- [Фрагмент текста]

# # # #

Самое простое — раздеть артистов, положить их друг на друга и предложить что-то изображать. Вопрос: для чего? Если это обусловлено драматургией и без этого никак, тогда да... Для меня это вопрос режиссерского умения вызывать определенные чувства. Любую сцену можно снять так, что все побегут заниматься сексом, хотя ничего не будет показано, а можно снять совершенно откровенный кадр, свалиться на уровень порнухи и вызвать стыд у зрителя.
Есть фильм с Депардье, где он бегает полкартины голый — это полная степень свободы, он даже не думает о своей наготе. И я это считываю. А с нашими актерами я считываю, что им неловко. И мне от этого неловко. Важна уместность откровенных сцен, профессионализм режиссера и оператора, умение, которое позволяет, не показывая, вызвать необходимые ощущения. Ведь режиссер работает не с вашими глазами, а с вашими мозгами. Для этого необязательно оголять человека. Кстати, мы сняли Юлию Хлынину в «Угрюм-реке» — в сцене она одета, но эротичнее эпизода я давно не видел.
— Американская киноакадемия объявила о новых стандартах, которых необходимо придерживаться претендентам в номинации «Лучший фильм». Одного из главных героев фильма должен играть представитель расового или этнического меньшинства, к ним же должны принадлежать 30% всего актерского состава. Как это оценивать и смогли бы вы работать в таких условиях?

# # # #

- [Исходные данные]
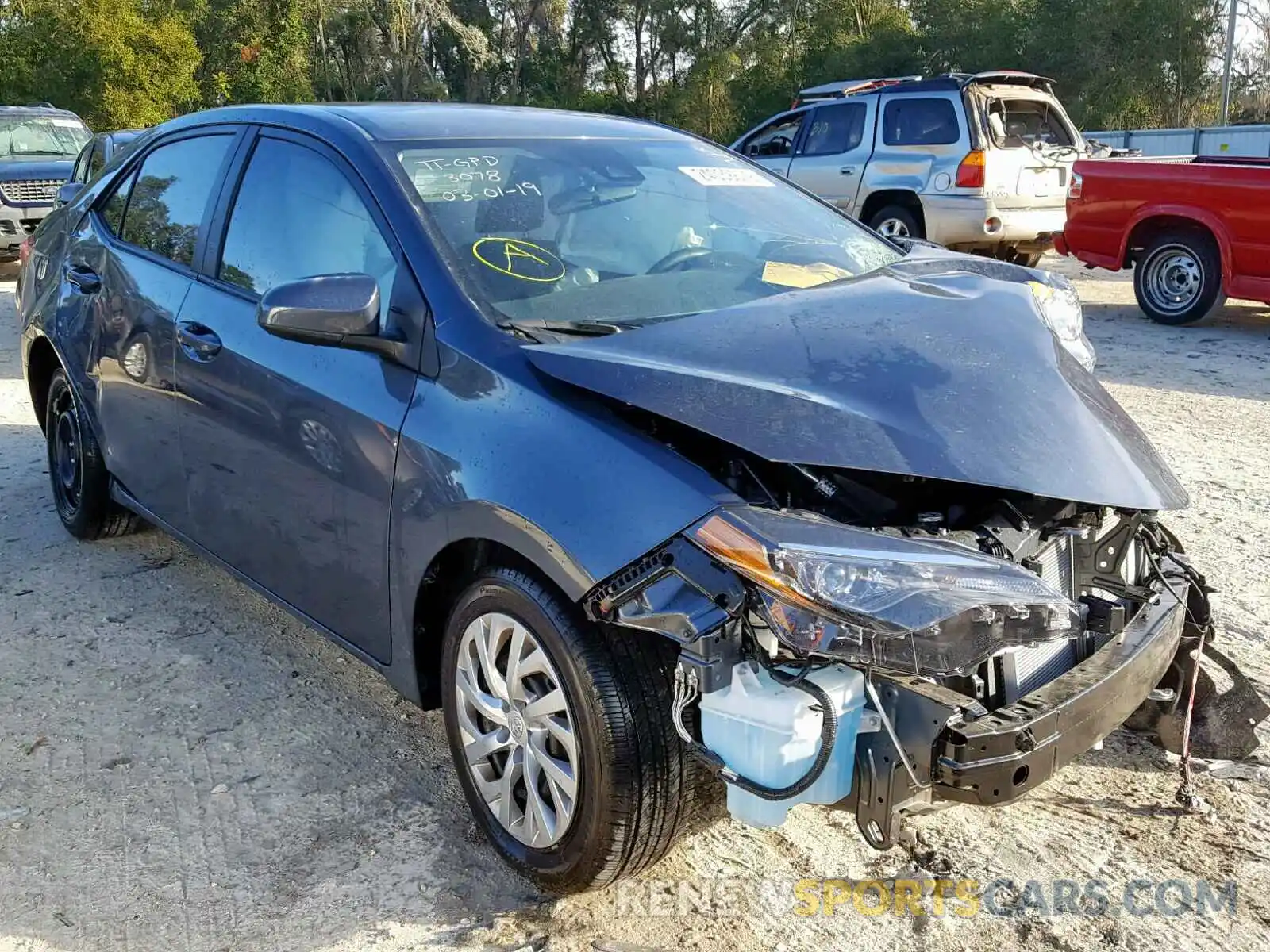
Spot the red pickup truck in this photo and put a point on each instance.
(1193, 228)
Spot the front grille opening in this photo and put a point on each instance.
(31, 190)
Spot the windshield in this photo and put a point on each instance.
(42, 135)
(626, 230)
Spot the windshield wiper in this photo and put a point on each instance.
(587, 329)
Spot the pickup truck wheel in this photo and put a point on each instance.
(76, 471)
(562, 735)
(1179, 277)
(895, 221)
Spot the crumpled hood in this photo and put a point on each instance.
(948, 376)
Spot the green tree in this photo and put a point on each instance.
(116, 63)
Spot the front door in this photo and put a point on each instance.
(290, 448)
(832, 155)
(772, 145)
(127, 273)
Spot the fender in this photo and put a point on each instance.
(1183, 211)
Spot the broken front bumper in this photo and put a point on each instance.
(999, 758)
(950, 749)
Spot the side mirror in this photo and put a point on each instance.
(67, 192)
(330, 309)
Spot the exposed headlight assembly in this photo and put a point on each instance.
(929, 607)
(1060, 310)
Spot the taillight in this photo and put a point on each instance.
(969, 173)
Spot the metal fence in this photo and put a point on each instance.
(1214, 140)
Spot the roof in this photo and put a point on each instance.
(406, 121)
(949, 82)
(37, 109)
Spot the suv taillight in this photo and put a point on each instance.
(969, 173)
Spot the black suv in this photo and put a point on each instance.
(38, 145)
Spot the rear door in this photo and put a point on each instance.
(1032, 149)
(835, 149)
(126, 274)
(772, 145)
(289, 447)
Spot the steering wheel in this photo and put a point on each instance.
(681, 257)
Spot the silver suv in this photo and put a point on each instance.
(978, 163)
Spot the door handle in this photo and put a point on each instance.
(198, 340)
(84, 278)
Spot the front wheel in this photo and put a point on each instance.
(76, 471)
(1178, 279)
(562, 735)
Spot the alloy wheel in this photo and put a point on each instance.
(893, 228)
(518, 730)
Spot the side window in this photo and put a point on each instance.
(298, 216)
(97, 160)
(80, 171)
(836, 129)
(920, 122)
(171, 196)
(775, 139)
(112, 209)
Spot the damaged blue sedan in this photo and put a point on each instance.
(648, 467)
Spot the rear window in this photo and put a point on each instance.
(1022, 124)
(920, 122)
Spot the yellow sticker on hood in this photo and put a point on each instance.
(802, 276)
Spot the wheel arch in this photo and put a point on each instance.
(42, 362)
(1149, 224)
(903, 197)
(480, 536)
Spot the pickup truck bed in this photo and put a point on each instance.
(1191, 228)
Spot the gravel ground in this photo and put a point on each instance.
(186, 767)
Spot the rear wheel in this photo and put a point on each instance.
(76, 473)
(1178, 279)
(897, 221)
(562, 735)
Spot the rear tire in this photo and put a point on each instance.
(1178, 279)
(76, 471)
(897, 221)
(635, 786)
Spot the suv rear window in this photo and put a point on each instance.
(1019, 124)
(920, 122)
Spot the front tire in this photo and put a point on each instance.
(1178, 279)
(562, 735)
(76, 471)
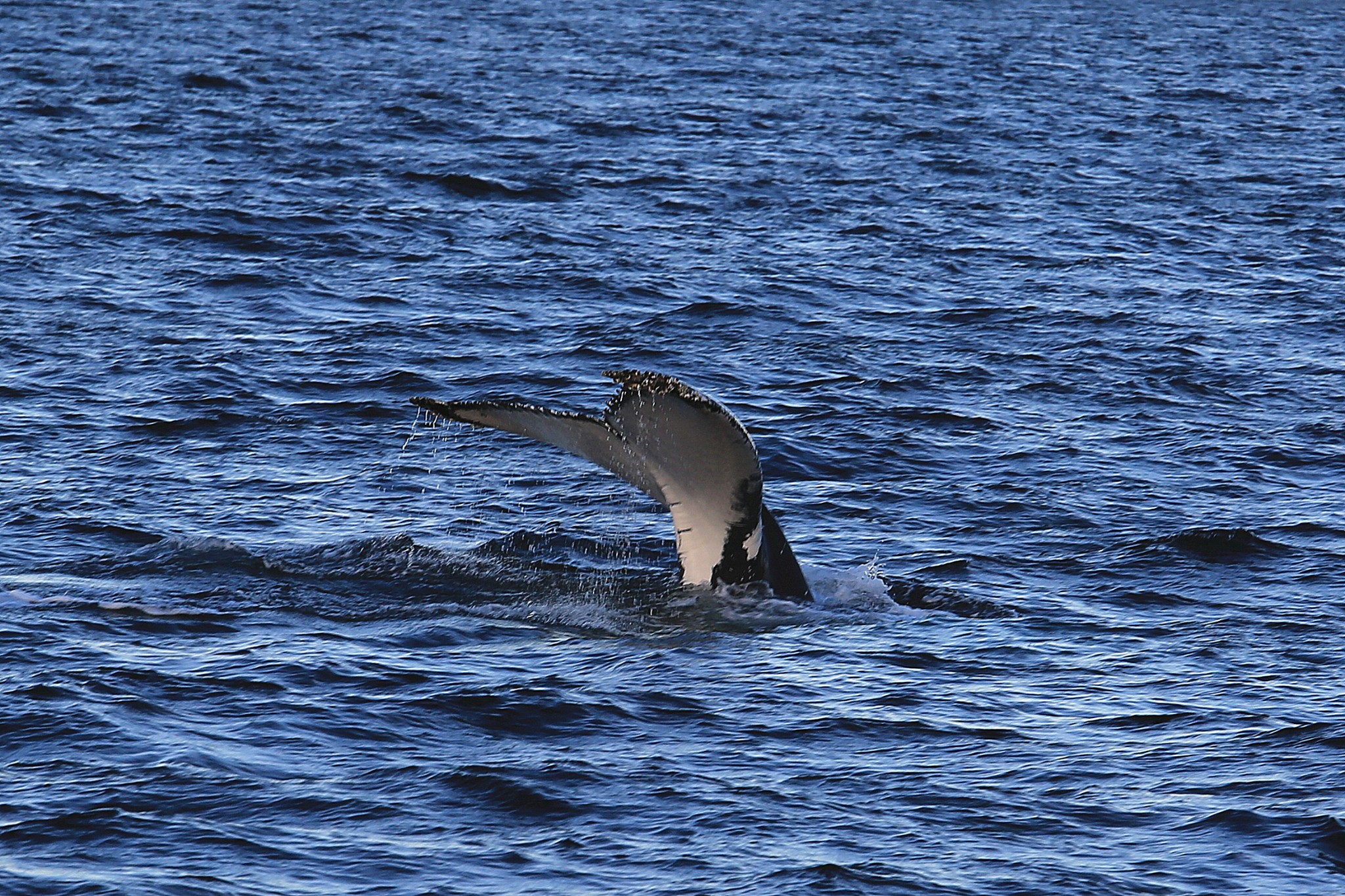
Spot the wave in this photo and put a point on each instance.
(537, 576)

# # # #

- [Задание 1] Перепишите дословно отрывок из текста об откровенных сценах в кино. Начните с места, где стоят слова «Есть фильм с», и остановитесь после слов «давно не видел.».
- [Задание 2] Перечислите все, что в тексте об откровенных сценах в кино прямо названо важным для таких сцен.
- [Задание 3] Напишите, что идет дальше в тексте об откровенных сценах в кино, начиная сразу после его последнего предложения.

- [Ответ 1]
Есть фильм с Депардье, где он бегает полкартины голый — это полная степень свободы, он даже не думает о своей наготе. И я это считываю. А с нашими актерами я считываю, что им неловко. И мне от этого неловко. Важна уместность откровенных сцен, профессионализм режиссера и оператора, умение, которое позволяет, не показывая, вызвать необходимые ощущения. Ведь режиссер работает не с вашими глазами, а с вашими мозгами. Для этого необязательно оголять человека. Кстати, мы сняли Юлию Хлынину в «Угрюм-реке» — в сцене она одета, но эротичнее эпизода я давно не видел.

- [Ответ 2]
- уместность откровенных сцен
- профессионализм режиссера и оператора
- умение, которое позволяет, не показывая, вызвать необходимые ощущения

- [Ответ 3]
— Это определенный знак времени. Для меня первый этап — унисекс, когда стирается граница между мужским и женским, дальше стираются границы между расами. Ничего пока не могут сделать с религией, потому что здесь сложно стереть. Представьте: нет ни женщин, ни мужчин, ни другого цвета кожи, есть некая биомасса. Дальше каждой ее единице присваивают кодовый номер, она поселяется в отдельную ячейку, где есть компьютер, и через окошко ей приносят пищу. Надеюсь, что мне не придется работать с таким материалом, для меня женщина — это женщина, а мужчина — это мужчина. Конечно, появятся те, кто станет выполнять эти требования, но я уверен, что в ближайшие десятилетия будет полно людей, которые с этим не согласятся. Более того, может возникнуть альтернативный «Оскар», потому что, если победит биомасса, «Оскар» нельзя будет называть «Оскаром», он же мальчик!
То, что происходит в Американской киноакадемии, это отражение изменений в американской кинематографической среде. Десятилетиями там правили большие белые дяди, а сейчас пришло новое поколение, у которого другие вкусы, другой взгляд на мир. Они выдвигают предложения, как им кажется, справедливые и правильные. К творчеству это не имеет отношения.
— На ваш взгляд, Россия придет к таким «правилам»?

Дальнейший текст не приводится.